> _SET TASK A_
Answer these questions using the article on the Leverett Town Meeting below:
(i) About how many people came to the meeting?
(ii) Who led the meeting?
(iii) What was the total budget approved for the 2018 fiscal year?

> _SELECTED PASSAGE_
— start —
Leverett tackles climate change, town business and Trump at annual Town Meeting

  • Climate protesters gather outside Leverett Elementary School at lunchtime during the annual Leverett Town Meeting Saturday, April 29, 2017. Stephanie Murray

  • Residents fill Leverett Elementary School for the annual Town Meeting Saturday, April 29, 2017. Stephanie Murray

  • Amherst lawyer John Bonifaz encourages Leverett Town Meeting to approve a resolution demanding Congress open an investigation into the impeachment of President Donald Trump.  Stephanie Murray

Published: 4/29/2017 7:59:36 PM

LEVERETT — From regional school funding to an investigation into the feasibility of impeaching President Donald Trump to a climate protest at lunchtime, Leverett residents had their hands full at the annual Town Meeting on Saturday.

Some 120 people flocked to Leverett Elementary School for the 9 a.m. meeting, which lasted until 2 p.m. Town Meeting tackled 35 articles, from routine transfers of funding to a petition that said the town should commit to achieving 100 percent renewable energy as soon as possible.

Town Moderator Larry Farber led the meeting, in which all 35 articles on the warrant were approved. The meeting was largely driven by conversations around clean energy and income inequality as well as town business like capital spending and school funding.

Town Meeting quickly got to crunching the numbers for the 2018 fiscal year. The town unanimously approved the $5.97 million budget, up 1.7 percent from the current year’s budget of 5.87 million.
— end —
Object pointing dataset rows:
— start —
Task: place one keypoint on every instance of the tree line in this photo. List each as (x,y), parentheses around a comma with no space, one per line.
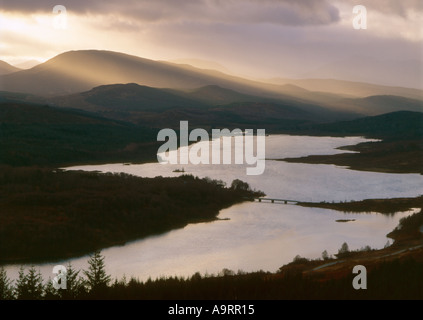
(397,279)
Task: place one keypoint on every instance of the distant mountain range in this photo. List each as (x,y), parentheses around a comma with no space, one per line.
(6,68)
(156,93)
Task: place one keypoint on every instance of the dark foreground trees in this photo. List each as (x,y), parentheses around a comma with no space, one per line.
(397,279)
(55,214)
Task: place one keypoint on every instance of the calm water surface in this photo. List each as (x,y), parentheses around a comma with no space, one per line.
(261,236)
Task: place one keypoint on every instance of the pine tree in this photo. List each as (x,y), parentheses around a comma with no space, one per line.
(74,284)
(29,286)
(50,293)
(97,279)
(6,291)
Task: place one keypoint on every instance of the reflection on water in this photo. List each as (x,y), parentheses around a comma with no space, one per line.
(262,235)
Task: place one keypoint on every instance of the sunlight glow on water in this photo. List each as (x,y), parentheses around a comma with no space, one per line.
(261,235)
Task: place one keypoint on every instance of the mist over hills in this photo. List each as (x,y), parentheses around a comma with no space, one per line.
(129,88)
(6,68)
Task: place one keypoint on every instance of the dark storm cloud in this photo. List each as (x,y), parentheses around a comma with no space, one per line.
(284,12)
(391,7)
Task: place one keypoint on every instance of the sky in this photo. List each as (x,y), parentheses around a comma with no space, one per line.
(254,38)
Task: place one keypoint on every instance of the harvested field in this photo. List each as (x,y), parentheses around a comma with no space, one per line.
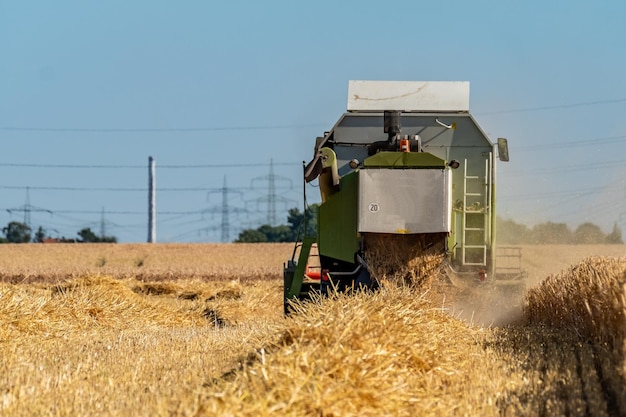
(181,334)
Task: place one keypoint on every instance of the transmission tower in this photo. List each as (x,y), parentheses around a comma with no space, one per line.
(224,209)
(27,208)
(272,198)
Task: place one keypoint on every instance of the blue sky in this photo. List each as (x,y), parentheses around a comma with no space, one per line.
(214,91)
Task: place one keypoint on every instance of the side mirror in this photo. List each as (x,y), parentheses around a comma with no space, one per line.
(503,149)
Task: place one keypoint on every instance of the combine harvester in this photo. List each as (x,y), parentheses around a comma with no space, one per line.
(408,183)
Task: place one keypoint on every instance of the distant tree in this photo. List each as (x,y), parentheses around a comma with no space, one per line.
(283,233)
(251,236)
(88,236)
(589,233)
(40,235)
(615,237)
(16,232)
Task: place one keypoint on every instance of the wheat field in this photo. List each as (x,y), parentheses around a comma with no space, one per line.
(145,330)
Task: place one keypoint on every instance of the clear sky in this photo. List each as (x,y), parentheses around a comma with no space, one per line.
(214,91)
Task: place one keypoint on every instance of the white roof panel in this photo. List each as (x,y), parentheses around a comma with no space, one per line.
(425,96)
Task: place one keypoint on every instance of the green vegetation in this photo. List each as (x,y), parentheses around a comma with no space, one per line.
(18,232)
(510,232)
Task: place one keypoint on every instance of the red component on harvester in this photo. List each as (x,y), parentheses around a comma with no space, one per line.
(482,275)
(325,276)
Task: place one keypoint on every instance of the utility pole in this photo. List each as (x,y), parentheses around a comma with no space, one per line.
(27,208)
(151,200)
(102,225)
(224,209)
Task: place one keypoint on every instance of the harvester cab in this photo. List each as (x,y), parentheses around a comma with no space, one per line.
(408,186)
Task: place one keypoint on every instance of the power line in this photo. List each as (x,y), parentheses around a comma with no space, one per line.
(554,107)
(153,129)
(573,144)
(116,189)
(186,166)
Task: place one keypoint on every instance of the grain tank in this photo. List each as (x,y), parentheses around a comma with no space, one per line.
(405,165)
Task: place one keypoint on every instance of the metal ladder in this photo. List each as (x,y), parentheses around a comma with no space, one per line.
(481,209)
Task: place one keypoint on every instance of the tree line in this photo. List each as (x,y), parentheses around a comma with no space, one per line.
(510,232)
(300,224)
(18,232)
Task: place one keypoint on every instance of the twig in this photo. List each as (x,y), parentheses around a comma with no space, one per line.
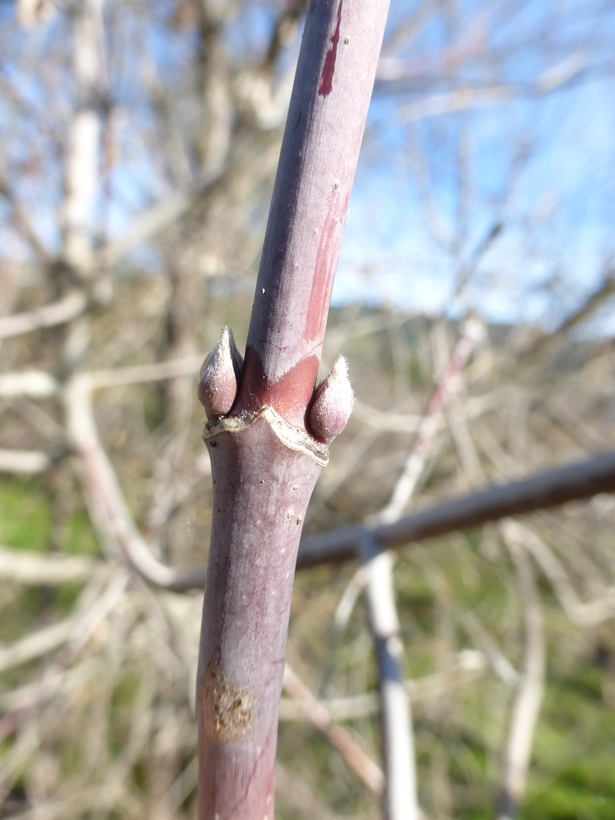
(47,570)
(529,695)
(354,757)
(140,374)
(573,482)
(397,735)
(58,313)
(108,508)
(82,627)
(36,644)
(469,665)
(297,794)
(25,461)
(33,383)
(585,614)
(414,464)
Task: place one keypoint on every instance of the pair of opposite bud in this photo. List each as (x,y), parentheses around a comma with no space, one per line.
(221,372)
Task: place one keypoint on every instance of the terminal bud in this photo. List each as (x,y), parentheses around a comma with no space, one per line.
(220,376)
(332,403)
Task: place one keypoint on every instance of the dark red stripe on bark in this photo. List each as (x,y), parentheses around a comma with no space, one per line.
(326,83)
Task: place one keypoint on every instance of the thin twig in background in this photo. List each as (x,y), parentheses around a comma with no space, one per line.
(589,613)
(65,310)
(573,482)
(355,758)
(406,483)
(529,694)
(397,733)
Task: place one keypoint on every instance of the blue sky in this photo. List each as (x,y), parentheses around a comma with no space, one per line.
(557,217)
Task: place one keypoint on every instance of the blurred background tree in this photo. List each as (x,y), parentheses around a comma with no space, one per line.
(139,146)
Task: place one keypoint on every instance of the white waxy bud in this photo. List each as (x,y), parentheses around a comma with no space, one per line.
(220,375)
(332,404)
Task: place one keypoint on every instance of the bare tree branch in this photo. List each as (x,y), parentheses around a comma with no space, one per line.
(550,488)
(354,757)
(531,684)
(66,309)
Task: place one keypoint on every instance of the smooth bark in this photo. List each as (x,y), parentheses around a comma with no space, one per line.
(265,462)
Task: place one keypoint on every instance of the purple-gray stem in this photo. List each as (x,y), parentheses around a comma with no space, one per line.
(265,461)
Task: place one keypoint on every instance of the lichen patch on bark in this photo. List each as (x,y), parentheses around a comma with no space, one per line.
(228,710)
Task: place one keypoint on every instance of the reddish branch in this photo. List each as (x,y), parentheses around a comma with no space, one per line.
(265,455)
— end —
> _SET TASK B_
Locate every line in the records above that contains the word "harvester", and copy each one out. Case counts.

> _FULL RESPONSE A_
(i) Some 120 people.
(ii) Town Moderator Larry Farber.
(iii) $5.97 million.

> _FULL RESPONSE B_
Task: place one keypoint on every instance of the combine harvester in this photo. List each as (x,y), parentheses around a comma with no space, one per line.
Task: place one keypoint on every instance of the red component on harvester in this photo. List each as (x,y), parentheses around a comma with no space, one per line.
Task: place one keypoint on every instance of the harvester cab in this photo. List each as (x,y), parentheses around a comma with no space, one per line.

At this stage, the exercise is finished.